- Given passage
──────────

Russia arrests Wall Street Journal reporter on spying charge
Wall Street Journal reporter Evan Gershkovich is escorted by officers from the Lefortovsky court to a bus, in Moscow, Russia, Thursday, March 30, 2023. Russia’s top security agency says an American reporter for the Wall Street Journal has been arrested on espionage charges. The Federal Security Service said Thursday that Evan Gershkovich was detained in the Ural Mountains city of Yekaterinburg while allegedly trying to obtain classified information. (AP Photo/Alexander Zemlianichenko)
Moscow (AP) – Russia’s security service arrested an American reporter for The Wall Street Journal on espionage charges, the first time a U.S. correspondent has been detained on spying accusations since the Cold War. The newspaper denied the allegations.
Evan Gershkovich was detained in the Ural Mountains city of Yekaterinburg while allegedly trying to obtain classified information, the Federal Security Service, known by the acronym FSB, said Thursday.
The service, which is the top domestic security agency and main successor to the Soviet-era KGB, alleged that Gershkovich “was acting on the U.S. orders to collect information about the activities of one of the enterprises of the Russian military-industrial complex that constitutes a state secret.”
Kremlin spokesman Dmitry Peskov told reporters Wednesday: “It is not about a suspicion, is it about the fact that he was caught red-handed.”
“The Wall Street Journal vehemently denies the allegations from the FSB and seeks the immediate release of our trusted and dedicated reporter, Evan Gershkovich,” the newspaper said. “We stand in solidarity with Evan and his family.”
The arrest comes at a moment of bitter tensions between the West and Moscow over its war in Ukraine and as the Kremlin intensifies a crackdown on opposition activists, independent journalists and civil society groups. The sweeping campaign of repression is unprecedented since the Soviet era.
Earlier this week, a Russian court convicted a father over social media posts critical of the war and sentenced him to two years in prison while his 13-year-old daughter was sent to an orphanage.
Gershkovich is the first American reporter to be arrested on espionage charges in Russia since September 1986, when Nicholas Daniloff, a Moscow correspondent for U.S. News and World Report, was arrested by the KGB. Daniloff was released without charge 20 days later in a swap for an employee of the Soviet Union’s United Nations mission who was arrested by the FBI, also on spying charges.
At a hearing Thursday, a Moscow court quickly ruled to keep Gershkovich behind bars pending the investigation, according to the official Telegram channel of the capital’s courts.
While previous American detainees have been freed in prisoner swaps, a top Russian official said it was way too early to talk about any such deal.

──────────

- Records provided
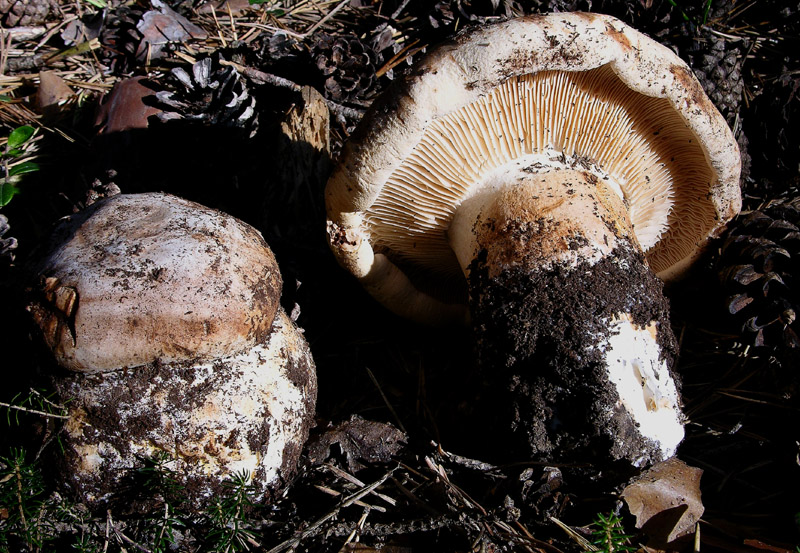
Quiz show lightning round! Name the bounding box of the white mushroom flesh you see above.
[364,66,714,286]
[58,310,316,504]
[593,314,684,466]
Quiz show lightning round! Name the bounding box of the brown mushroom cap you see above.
[30,193,281,372]
[326,13,741,322]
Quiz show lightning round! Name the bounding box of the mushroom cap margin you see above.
[326,13,741,322]
[29,193,282,372]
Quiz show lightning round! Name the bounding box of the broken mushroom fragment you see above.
[29,193,317,506]
[326,13,741,466]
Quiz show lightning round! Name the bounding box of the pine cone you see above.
[0,0,58,27]
[311,33,383,102]
[717,195,800,351]
[156,58,258,137]
[689,34,744,126]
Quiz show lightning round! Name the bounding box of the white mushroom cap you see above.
[30,194,317,506]
[326,13,741,321]
[30,193,281,372]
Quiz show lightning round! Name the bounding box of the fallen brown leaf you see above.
[622,458,704,548]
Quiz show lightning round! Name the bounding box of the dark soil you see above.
[470,239,676,472]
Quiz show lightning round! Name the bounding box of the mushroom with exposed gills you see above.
[326,13,741,467]
[29,193,317,509]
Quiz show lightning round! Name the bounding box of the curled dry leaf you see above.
[136,0,207,59]
[308,415,406,472]
[622,457,704,547]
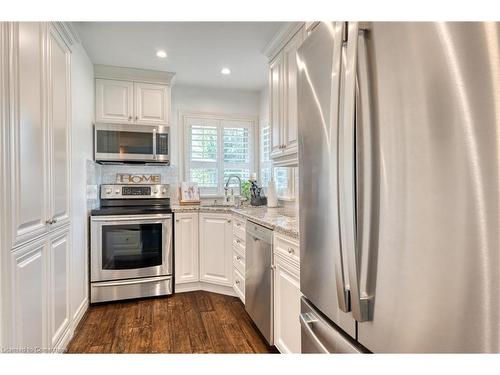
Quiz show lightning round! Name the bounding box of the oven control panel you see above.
[101,184,169,199]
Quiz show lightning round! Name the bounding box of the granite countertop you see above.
[172,205,299,239]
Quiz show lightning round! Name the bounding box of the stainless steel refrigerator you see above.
[297,22,500,353]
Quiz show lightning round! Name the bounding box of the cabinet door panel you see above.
[200,214,233,286]
[12,241,47,349]
[134,83,170,125]
[10,22,48,246]
[274,256,301,353]
[283,29,304,152]
[175,213,200,284]
[95,79,134,124]
[48,28,70,226]
[269,54,283,156]
[49,230,70,346]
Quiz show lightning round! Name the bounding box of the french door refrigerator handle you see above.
[339,22,371,322]
[330,22,350,312]
[299,313,330,354]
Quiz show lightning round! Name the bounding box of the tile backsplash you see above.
[87,160,179,210]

──────────

- Complete the following
• 1. Reproduce the passage from the article on the reporter's arrest word for word, starting with "Gershkovich is the" and going on through "the capital’s courts.".
• 2. Resume the news report on the arrest of the Wall Street Journal reporter in Russia, picking up after its final sentence.

- Your written answers
• 1.
Gershkovich is the first American reporter to be arrested on espionage charges in Russia since September 1986, when Nicholas Daniloff, a Moscow correspondent for U.S. News and World Report, was arrested by the KGB. Daniloff was released without charge 20 days later in a swap for an employee of the Soviet Union’s United Nations mission who was arrested by the FBI, also on spying charges.
At a hearing Thursday, a Moscow court quickly ruled to keep Gershkovich behind bars pending the investigation, according to the official Telegram channel of the capital’s courts.

• 2.
There was no immediate public comment from Washington, although a U.S. official indicated the U.S. government was aware of the situation and awaiting more information from Russia.
Gershkovich, who covers Russia, Ukraine and other ex-Soviet nations as a correspondent in The Wall Street Journal’s Moscow bureau, could face up to 20 years in prison if convicted of espionage. Prominent lawyers noted that past investigations into espionage cases in the past took a year to 18 months during which time he may be held with little contact with the outside world.
The FSB noted that Gershkovich had accreditation from the Russian Foreign Ministry to work as a journalist, but ministry spokeswoman Maria Zakharova said Gershkovich was using his journalistic credentials as a cover for “activities that have nothing to do with journalism.”
Gershkovich speaks fluent Russian and had previously worked for the French agency Agence France-Presse and The New York Times. His last report from Moscow, published earlier this week, focused on the Russian economy’s slowdown amid Western sanctions imposed when Russian troops invaded Ukraine last year.
Ivan Pavlov, a prominent Russian defense attorney who has worked on many espionage and treason cases, said Gershkovich is the first criminal case on espionage charges against a foreign journalist in post-Soviet Russia.
“That unwritten rule not to touch accredited foreign journalists, has stopped working,” said Pavlov, a member of the First Department legal aid group.
Pavlov said the case against Gershkovich was built in order for Russia to have “trump cards” for a future prisoner exchange and will likely be resolved “not by the means of the law, but by political, diplomatic means.”
Russian Deputy Foreign Minister Sergei Ryabkov ruled out any quick swap.
“I wouldn’t even consider this issue now because people who were previously swapped had already served their sentences,” Ryabkov said, according to Russian news agencies.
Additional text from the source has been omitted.